**DIRECTIONS:**
Repeat the passage from the methane review word for word, from "However, the study" to "vs. total column).".

However, the study has some major shortcomings, which is why I am recommending major revisions. The primary issue is the exclusive focus on concentration data. The ultimate goal should be to understand methane emissions (and sinks). Concentration data can be used as a proxy for emissions, but attempts must be made to convert concentrations into quantities that more accurately reflect emissions variability (spatial or temporal). Simply comparing concentration data from different sources is insufficient, especially when the data represent different types of measurements (e.g., in-situ vs. total column).
Major Comments:
1. Emission Representation from Concentration Data: I would like to see a more robust attempt to convert concentration data into a metric that represents emissions. This can be achieved in various ways, but at the very least, a local/regional background should be subtracted from the concentration data. While defining the correct background is challenging, such an attempt would be valuable and may improve the correlation values presented in the paper.

Object location annotation data:
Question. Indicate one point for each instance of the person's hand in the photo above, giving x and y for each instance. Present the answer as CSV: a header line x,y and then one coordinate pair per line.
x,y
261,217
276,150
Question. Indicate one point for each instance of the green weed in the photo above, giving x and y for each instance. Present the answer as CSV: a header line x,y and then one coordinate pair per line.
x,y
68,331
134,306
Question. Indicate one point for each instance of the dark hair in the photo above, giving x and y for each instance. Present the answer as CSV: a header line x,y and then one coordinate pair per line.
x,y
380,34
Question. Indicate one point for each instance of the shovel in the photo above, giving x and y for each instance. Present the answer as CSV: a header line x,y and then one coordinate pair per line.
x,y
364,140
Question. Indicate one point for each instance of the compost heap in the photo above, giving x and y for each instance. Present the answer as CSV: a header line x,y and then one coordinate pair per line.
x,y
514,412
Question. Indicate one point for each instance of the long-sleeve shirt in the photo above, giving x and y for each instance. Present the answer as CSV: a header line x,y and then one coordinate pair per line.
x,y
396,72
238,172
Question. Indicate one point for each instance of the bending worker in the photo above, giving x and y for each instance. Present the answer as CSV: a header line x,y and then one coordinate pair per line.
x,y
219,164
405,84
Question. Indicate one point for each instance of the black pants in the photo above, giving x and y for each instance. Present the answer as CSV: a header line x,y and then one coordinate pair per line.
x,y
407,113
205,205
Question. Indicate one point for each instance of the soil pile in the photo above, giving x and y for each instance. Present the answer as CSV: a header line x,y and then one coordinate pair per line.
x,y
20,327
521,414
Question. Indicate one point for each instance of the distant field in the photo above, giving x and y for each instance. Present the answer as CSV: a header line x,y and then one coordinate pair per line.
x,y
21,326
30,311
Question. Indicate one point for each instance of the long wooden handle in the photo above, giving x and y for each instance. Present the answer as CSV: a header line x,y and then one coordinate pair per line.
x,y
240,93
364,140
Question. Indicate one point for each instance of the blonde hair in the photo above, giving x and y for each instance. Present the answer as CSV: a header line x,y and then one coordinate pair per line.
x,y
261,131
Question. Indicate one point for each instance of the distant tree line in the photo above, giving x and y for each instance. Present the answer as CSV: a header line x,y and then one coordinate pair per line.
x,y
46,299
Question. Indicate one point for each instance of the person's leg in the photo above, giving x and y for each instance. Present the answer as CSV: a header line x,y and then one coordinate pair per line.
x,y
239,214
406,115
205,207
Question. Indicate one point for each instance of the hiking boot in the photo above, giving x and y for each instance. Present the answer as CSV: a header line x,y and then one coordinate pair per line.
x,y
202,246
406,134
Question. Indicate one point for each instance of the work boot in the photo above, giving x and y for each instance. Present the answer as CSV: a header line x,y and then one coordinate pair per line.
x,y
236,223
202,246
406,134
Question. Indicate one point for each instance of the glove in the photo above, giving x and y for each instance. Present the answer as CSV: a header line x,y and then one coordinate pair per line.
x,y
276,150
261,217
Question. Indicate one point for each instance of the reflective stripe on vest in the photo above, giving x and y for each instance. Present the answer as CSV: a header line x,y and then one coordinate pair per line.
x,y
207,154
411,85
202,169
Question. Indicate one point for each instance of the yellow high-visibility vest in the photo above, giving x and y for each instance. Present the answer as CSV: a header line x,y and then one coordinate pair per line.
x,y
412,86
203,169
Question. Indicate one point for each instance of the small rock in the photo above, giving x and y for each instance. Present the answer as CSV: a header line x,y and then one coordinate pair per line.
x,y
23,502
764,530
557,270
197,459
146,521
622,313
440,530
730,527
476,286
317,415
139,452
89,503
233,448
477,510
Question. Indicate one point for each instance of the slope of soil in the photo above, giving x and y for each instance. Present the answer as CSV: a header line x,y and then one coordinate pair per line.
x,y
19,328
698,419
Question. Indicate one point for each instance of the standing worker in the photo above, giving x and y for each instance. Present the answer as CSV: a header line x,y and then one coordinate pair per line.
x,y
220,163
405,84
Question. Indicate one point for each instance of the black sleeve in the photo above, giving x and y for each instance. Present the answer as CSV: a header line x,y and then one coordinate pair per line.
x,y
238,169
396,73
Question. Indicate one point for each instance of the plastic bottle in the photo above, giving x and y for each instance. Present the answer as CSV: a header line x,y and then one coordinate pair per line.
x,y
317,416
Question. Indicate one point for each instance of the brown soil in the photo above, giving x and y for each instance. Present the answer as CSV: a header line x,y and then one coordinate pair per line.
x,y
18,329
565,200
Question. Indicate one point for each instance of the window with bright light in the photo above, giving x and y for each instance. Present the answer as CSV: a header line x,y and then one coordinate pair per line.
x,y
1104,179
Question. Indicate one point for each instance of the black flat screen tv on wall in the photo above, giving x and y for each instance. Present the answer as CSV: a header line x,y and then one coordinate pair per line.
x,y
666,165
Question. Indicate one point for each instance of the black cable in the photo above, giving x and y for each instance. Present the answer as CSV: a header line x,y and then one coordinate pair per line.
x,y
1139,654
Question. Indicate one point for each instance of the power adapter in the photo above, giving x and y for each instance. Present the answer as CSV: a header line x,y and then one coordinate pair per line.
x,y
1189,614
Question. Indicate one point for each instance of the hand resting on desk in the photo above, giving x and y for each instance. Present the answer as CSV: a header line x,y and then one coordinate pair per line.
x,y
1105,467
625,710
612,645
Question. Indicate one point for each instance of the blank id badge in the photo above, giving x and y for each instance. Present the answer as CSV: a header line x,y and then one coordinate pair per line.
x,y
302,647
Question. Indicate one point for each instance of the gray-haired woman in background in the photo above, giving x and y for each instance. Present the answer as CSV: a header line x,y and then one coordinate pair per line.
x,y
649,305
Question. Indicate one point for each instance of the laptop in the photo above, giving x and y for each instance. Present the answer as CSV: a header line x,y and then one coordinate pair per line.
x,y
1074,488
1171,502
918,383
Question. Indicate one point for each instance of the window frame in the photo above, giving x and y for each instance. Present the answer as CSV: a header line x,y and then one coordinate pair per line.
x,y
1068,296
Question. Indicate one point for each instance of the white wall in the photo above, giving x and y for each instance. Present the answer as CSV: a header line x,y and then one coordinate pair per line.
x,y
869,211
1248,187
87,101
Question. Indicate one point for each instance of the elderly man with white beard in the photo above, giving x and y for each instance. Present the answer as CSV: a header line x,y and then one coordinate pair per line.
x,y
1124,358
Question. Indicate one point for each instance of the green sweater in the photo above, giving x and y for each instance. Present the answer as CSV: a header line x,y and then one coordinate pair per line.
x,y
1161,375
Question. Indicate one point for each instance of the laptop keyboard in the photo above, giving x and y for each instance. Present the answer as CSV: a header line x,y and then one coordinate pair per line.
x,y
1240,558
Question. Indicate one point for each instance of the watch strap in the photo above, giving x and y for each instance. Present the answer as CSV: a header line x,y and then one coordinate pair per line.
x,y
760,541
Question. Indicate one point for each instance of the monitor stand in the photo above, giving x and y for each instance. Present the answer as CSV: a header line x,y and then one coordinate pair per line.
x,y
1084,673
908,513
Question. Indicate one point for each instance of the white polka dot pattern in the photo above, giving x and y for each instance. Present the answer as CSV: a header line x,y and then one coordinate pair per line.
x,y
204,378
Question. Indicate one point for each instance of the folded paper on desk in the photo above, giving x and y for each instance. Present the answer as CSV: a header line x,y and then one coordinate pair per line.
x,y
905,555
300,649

**WORKED SOLUTION:**
However, the study has some major shortcomings, which is why I am recommending major revisions. The primary issue is the exclusive focus on concentration data. The ultimate goal should be to understand methane emissions (and sinks). Concentration data can be used as a proxy for emissions, but attempts must be made to convert concentrations into quantities that more accurately reflect emissions variability (spatial or temporal). Simply comparing concentration data from different sources is insufficient, especially when the data represent different types of measurements (e.g., in-situ vs. total column).